*EXCERPT TO READ*:
+-------+
Subject Guide: Human Resources for Health Overview


The Human Resources for Health Crisis

The World Health Report 2006: Working Together for Health reveals an estimated shortage of almost 4.3 million doctors, midwives, nurses and support workers worldwide. The shortage is most severe in the poorest countries, especially sub-Saharan Africa; 36 of the 57 countries with severe shortages are located in Africa. [1] The inadequate number and maldistribution of health workers, particularly in light of the growing demand for services related to HIV/AIDs and other infectious diseases, is a fundamental concern. Without strengthened human resources for health, it will be impossible to sustain gains made in family planning and reproductive health while responding to critical demands such as the HIV/AIDS pandemic. [2]

HRH Challenges

Health workers

The HRH Global Resource Center collection addresses issues such as the migration/brain drain of health workers from areas already faced with shortages, how to effectively manage and deploy health workers to provide adequate care for at-risk populations and how to ensure quality health service delivery for reproductive health and HIV treatment with limited health workers.
+-------+
*INPUT DATA*:
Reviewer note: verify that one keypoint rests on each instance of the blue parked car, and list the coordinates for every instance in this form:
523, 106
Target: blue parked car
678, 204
+-------+
Copy the stretch of the health workforce overview from "HRH Challenges" through "limited health workers.", replacing "collection" with "library". The lines are separate material, apart from the overview.

HRH Challenges

Health workers

The HRH Global Resource Center library addresses issues such as the migration/brain drain of health workers from areas already faced with shortages, how to effectively manage and deploy health workers to provide adequate care for at-risk populations and how to ensure quality health service delivery for reproductive health and HIV treatment with limited health workers.